Question: Math Boy's Cumulative ROR Article

Link to article: http://www.bj21.com/bj_reference/pages/riskofruin.shtml

MB wrote:

"While it may be very liberal, say he is playing via half the Kelly criterion without resizing. Then the probability of doubling a bank before going bust (RoR) is about 1.8%."

If a player is using 0.5 kelly, then wouldn't the probability of doubling the bank before going broke be 98.2%?

MB wrote:

"1) CRoR=1-(1-RoR)^n.

Here, CRoR stands for cumulative risk of ruin. Unfortunately, this means that that the probability of not surviving 5 years in the above scenario is (1-13%)^10=17%. The probability of not surviving 10 years is (1-13%)^20=31.1%".

First, where does MB come up with 13% for ROR? Second, (1-13%)^10=25% , not 17% as MB wrote. Same goes for (1-13%)^20, it equals 6%, not 31%. Somebody please clarify, this is an interesting article.

MJ

is your risk of ruin betting full kelly without resizing after losses.

You wrote: "13% ROR is your risk of ruin betting full Kelly without resizing after losses."

What you meant to write, at the end, is "without resizing after losses OR WINS."

Don

MB stipulated 0.5 kelly and also made it clear that the counter could double a 20k bank twice in a year. Unfortunately, the 40k winnings are used to pay expenses. If expenses = earnings, then ROR becomes 100% in the long run.

The only way it could be full kelly is if expenses were 1/2 earnings and the counter did NOT stop prematurely when he doubled the bank. In other words, he would play until he either went broke or won all the money in the world. But these are not the parameters we are given!

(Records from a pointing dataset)
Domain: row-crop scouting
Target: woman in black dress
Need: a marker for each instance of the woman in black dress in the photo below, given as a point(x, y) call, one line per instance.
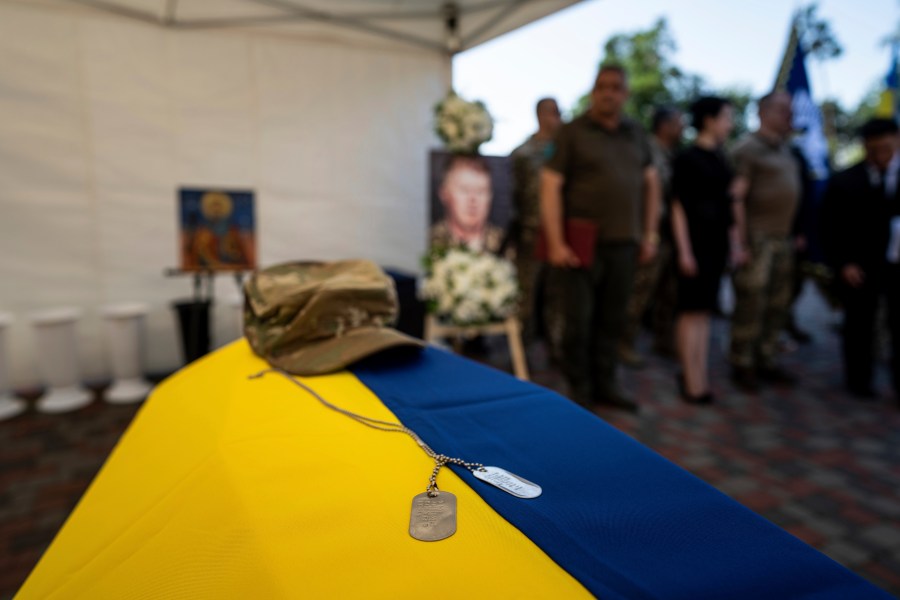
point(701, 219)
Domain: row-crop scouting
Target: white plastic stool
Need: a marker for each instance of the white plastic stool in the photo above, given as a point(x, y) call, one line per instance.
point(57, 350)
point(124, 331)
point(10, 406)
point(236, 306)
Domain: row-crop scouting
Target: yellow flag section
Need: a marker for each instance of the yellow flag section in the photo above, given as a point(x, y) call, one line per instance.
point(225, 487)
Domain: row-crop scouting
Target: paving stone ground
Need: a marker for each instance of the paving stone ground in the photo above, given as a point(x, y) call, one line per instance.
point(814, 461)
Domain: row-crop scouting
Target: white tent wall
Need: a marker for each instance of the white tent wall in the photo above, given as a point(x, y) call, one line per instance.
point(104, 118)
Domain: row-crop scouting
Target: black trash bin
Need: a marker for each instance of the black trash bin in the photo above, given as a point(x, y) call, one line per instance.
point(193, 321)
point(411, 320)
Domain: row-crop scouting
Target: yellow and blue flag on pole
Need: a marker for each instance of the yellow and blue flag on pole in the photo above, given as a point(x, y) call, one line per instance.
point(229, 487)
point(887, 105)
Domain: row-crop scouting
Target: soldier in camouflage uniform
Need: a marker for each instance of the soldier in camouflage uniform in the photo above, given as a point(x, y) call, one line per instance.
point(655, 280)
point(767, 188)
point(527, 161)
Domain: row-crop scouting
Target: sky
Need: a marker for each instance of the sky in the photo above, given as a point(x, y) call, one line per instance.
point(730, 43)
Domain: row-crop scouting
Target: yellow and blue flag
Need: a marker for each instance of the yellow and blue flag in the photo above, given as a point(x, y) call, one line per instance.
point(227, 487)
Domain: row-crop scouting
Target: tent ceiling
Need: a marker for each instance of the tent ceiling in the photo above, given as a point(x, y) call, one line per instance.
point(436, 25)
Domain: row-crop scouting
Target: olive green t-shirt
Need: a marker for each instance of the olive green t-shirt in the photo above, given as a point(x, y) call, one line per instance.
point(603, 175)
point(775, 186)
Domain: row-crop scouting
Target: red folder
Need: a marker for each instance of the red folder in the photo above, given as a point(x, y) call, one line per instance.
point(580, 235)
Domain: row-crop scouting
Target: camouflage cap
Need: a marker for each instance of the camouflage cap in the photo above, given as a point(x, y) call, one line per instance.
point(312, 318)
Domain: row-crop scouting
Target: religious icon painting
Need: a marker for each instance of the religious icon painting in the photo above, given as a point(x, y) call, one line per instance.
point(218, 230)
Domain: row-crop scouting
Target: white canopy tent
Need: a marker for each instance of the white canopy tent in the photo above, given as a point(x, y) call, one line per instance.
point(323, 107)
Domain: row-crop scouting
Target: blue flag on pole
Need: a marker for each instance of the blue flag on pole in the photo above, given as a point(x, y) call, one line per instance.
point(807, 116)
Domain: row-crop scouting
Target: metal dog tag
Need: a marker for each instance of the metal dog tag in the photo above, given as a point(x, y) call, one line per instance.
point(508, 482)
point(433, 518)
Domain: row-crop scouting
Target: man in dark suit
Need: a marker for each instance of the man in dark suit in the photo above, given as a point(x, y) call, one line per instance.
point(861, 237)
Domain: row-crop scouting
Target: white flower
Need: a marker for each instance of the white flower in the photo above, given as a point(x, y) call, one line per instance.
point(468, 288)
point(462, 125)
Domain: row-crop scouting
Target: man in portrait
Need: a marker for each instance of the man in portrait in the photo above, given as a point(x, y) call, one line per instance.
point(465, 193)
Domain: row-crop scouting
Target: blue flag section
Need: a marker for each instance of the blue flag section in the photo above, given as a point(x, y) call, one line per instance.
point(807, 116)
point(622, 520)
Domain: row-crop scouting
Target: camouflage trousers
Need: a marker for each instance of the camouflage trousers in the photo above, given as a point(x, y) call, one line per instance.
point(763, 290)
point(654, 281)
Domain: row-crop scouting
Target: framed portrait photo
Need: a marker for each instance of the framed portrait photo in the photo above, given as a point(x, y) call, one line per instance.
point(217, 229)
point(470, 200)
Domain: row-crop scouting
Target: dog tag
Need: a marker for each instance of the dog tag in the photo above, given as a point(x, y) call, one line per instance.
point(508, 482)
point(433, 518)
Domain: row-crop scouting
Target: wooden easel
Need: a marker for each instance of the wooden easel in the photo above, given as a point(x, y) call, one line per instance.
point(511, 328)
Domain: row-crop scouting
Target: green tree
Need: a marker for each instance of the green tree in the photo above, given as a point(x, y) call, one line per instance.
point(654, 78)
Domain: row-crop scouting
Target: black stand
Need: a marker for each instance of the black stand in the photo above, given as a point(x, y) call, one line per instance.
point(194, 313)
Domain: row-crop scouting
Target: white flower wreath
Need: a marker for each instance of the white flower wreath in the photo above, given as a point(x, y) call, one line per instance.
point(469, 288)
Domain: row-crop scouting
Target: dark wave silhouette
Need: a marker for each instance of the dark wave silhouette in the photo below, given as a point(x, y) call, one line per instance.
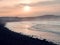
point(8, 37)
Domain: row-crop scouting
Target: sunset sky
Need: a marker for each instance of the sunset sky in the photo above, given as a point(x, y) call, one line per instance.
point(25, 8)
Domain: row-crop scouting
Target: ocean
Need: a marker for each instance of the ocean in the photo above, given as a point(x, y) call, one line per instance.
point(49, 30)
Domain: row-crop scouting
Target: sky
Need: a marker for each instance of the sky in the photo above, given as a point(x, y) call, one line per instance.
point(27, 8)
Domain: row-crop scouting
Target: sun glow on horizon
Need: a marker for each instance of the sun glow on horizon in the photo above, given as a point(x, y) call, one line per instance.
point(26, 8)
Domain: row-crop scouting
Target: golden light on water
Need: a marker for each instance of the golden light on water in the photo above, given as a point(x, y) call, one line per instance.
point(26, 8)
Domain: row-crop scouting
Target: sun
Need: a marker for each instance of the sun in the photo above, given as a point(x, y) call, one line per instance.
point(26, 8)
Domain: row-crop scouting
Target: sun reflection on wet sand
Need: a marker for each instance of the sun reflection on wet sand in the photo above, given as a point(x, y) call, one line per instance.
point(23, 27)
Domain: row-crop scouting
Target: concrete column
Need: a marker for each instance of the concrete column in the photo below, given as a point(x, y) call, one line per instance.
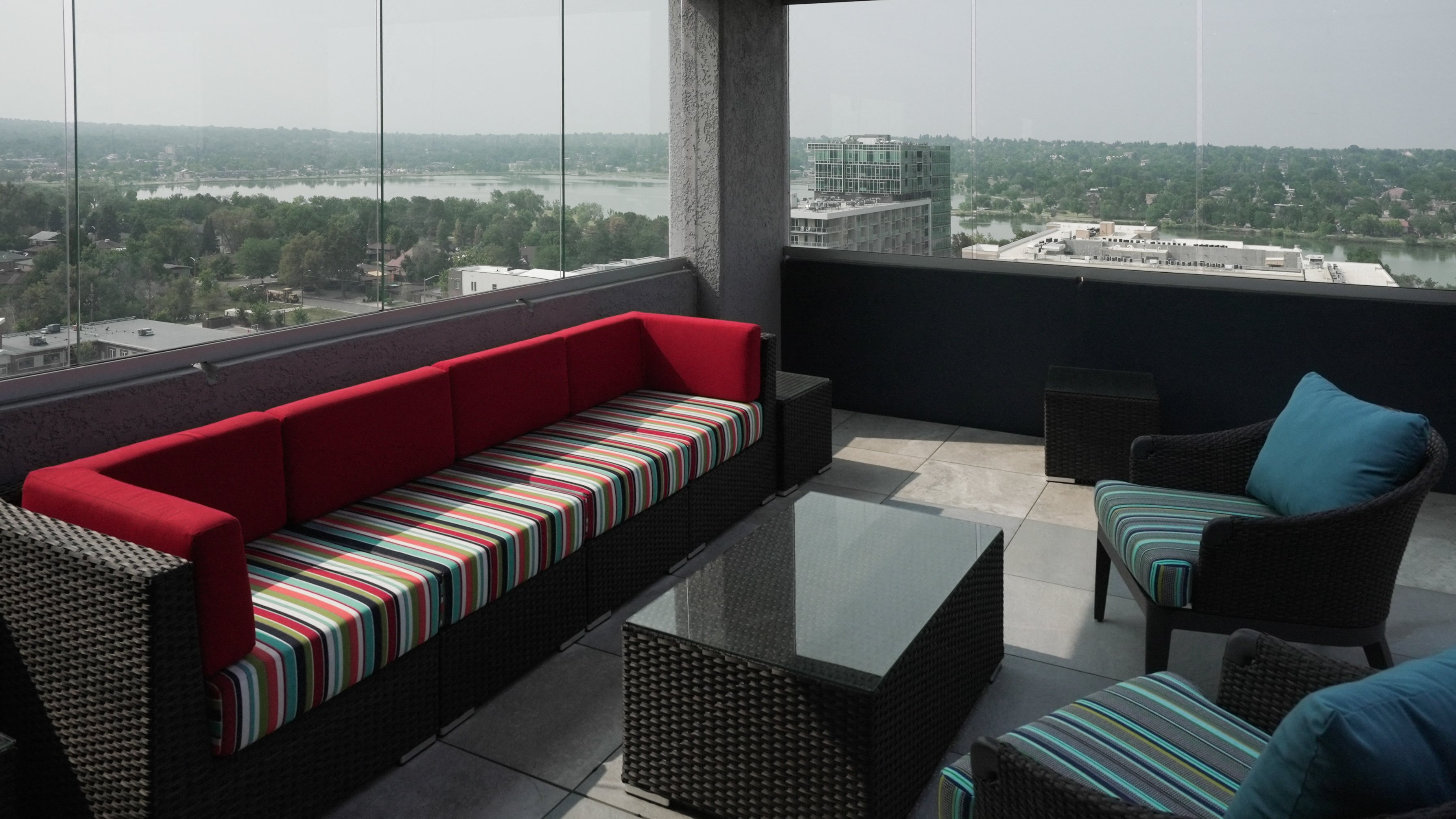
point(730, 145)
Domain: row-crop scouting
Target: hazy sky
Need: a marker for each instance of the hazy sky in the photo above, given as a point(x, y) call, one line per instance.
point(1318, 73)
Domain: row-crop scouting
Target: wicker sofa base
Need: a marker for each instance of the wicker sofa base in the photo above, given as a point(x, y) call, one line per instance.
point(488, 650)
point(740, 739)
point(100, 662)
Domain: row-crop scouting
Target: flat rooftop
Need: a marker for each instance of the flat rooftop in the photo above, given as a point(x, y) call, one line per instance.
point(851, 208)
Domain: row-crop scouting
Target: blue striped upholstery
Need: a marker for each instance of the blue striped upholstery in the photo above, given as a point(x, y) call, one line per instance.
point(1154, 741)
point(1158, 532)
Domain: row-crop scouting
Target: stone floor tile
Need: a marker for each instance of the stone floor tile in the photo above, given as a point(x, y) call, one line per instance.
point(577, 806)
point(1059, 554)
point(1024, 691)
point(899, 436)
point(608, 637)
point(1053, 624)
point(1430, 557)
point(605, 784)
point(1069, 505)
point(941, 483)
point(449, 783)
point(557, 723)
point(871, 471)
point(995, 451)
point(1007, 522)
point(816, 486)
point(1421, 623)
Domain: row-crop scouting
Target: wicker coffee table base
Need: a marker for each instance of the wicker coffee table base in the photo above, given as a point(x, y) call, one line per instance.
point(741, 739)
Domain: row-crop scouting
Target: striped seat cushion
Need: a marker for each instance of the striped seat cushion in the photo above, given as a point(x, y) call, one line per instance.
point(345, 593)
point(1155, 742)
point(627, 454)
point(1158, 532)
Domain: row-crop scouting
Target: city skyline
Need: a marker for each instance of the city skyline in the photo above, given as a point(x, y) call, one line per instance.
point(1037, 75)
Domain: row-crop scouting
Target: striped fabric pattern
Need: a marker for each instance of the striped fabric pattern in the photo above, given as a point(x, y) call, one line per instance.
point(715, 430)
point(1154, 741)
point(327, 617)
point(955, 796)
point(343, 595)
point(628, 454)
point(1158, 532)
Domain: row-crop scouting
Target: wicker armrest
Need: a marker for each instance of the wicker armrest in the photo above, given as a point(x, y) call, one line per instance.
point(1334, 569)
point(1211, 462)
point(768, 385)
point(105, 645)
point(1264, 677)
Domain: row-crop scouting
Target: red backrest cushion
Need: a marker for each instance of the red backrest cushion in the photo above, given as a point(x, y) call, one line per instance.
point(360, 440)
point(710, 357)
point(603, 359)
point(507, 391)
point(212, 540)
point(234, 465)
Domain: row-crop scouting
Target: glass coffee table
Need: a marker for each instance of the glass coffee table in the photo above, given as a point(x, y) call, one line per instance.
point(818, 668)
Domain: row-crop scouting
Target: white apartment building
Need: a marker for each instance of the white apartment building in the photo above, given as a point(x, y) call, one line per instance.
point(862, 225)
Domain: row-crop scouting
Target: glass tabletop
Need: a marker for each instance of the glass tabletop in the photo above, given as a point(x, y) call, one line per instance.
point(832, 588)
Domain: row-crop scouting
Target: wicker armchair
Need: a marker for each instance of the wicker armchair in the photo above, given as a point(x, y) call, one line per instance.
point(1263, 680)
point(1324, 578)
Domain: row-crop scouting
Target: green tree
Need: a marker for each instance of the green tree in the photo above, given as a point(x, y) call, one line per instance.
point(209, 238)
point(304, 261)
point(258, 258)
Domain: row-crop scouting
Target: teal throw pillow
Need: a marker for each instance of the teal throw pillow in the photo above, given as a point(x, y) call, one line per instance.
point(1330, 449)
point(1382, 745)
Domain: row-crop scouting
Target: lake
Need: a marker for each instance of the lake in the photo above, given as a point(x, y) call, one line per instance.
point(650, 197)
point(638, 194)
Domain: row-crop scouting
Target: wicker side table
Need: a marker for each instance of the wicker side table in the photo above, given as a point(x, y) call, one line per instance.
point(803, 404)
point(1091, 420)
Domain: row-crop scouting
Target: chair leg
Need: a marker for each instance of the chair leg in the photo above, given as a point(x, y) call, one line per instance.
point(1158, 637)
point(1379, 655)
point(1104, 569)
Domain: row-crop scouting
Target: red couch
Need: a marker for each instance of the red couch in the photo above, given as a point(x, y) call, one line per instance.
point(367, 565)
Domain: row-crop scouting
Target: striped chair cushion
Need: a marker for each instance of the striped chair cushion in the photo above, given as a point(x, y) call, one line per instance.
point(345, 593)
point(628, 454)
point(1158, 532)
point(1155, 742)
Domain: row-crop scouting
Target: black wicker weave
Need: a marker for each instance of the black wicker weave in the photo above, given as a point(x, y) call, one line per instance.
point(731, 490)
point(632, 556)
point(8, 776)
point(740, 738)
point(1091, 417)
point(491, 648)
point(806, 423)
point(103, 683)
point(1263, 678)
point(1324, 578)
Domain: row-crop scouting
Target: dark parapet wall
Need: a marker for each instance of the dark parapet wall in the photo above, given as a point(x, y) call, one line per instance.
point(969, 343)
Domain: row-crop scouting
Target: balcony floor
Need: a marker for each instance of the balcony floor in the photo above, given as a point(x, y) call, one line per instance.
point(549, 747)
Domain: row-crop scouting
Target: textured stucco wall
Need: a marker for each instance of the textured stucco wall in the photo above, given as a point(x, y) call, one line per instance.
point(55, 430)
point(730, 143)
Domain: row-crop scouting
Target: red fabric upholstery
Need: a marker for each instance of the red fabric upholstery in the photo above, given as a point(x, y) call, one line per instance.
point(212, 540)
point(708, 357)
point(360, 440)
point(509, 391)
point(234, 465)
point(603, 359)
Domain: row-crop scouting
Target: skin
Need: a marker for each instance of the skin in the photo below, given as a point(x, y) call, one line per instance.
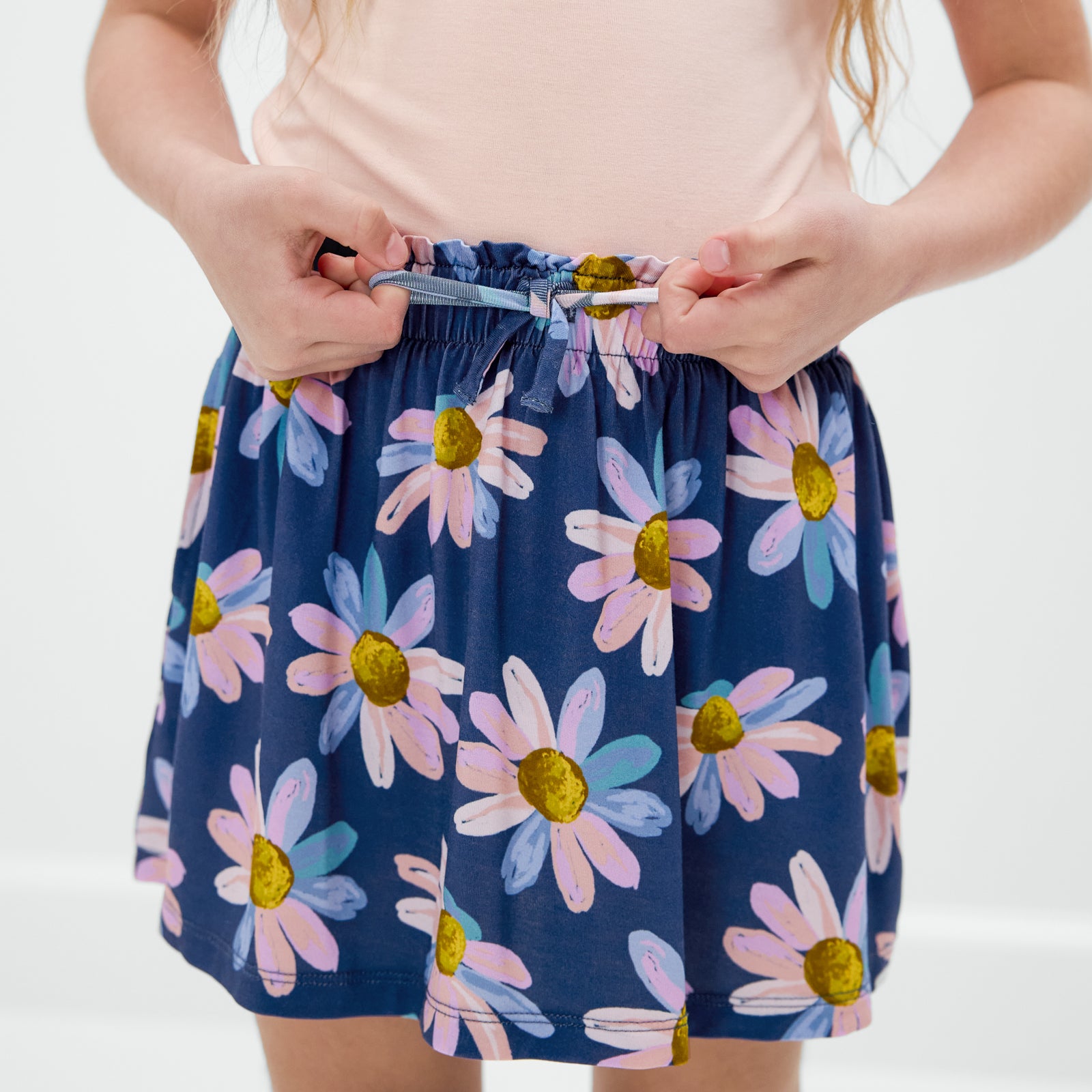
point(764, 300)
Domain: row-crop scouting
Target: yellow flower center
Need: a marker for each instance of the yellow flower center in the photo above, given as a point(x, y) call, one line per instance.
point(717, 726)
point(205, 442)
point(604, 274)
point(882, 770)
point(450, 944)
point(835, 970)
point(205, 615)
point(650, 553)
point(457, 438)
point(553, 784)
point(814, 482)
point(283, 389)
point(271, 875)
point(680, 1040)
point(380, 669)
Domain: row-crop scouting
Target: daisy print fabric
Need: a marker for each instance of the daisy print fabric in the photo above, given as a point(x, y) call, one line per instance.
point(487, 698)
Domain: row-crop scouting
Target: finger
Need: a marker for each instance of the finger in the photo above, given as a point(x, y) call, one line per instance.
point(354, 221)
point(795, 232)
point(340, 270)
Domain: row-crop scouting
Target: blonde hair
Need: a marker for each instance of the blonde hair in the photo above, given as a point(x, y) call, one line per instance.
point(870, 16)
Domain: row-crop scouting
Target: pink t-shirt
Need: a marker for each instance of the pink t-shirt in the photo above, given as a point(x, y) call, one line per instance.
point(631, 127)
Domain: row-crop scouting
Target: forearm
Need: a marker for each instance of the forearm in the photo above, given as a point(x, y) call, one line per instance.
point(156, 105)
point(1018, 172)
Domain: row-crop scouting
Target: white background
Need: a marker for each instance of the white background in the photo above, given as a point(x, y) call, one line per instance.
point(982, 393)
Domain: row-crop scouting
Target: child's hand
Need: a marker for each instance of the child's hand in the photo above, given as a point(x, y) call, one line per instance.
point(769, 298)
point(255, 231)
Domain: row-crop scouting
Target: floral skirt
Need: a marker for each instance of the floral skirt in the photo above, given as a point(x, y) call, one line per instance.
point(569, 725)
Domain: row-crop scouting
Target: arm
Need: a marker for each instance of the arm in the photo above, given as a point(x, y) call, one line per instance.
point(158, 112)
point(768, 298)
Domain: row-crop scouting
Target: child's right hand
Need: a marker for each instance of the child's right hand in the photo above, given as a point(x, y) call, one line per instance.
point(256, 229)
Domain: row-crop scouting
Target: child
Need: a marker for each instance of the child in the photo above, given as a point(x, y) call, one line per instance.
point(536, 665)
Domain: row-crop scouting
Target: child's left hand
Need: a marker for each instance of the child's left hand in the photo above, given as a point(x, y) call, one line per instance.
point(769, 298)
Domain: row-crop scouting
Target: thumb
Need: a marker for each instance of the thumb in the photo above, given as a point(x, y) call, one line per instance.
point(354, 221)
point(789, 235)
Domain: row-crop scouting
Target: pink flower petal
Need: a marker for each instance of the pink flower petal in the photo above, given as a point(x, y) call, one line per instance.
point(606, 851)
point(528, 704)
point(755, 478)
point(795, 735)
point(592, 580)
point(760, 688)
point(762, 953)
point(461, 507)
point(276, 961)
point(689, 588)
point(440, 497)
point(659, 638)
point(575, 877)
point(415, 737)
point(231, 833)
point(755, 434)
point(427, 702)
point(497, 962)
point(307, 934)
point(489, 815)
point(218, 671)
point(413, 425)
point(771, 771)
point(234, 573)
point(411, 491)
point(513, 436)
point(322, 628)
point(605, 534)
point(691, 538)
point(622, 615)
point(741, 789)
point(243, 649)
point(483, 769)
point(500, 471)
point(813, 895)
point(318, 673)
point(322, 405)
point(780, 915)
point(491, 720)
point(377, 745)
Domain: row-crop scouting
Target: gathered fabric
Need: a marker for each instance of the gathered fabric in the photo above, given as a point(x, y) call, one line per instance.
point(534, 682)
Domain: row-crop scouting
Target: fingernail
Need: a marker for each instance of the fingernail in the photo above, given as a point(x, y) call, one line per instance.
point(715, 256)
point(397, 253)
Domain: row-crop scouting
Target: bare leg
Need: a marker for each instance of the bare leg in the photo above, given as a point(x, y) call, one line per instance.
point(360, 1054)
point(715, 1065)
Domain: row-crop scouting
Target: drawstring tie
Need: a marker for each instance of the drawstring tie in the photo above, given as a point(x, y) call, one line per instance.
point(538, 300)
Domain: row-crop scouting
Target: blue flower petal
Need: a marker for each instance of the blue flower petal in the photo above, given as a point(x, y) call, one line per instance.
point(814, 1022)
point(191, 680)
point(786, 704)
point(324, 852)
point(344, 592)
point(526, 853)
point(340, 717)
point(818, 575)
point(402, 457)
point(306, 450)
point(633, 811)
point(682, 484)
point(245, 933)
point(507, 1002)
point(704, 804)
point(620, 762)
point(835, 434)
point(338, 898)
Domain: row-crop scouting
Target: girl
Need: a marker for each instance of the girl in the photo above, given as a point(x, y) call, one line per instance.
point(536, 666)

* **Work to complete**:
A. Turn the paragraph of the risk-of-ruin thread that begins "MB stipulated 0.5 kelly" into a short bulleted list that keeps its main facts.
B. Select every line of the rows that contains the word "blue", matching case exactly.
The risk-of-ruin thread and the rows come from unrelated sources.

* **Task answers**:
A.
- MB specified 0.5 Kelly.
- The counter could double a 20k bank twice in a year.
- The 40k in winnings goes toward expenses.
- If expenses equal earnings, ROR reaches 100% in the long run.

B.
Target: yellow and blue flag on pole
Need: a marker for each instance of the yellow and blue flag on pole in the photo above, given as a point(x, y) call, one line per instance.
Target: yellow and blue flag
Need: a marker for each instance of the yellow and blue flag in the photo above, given as a point(x, y) call, one line per instance.
Target: blue flag on pole
Need: a marker for each instance of the blue flag on pole in the photo above, given as a point(x, y) call, one line per instance.
Target: blue flag section
Need: a marker for each instance of the blue flag section in the photo above, given as a point(x, y) call, one line per instance.
Target: blue striped upholstery
Need: a marker for each instance of the blue striped upholstery in the photo above, given as a point(x, y) call, one line per instance.
Target: blue flower petal
Need: a marker for each instance of the blue flower petal in the photo above, given as a point(x, y) call, one line per instance.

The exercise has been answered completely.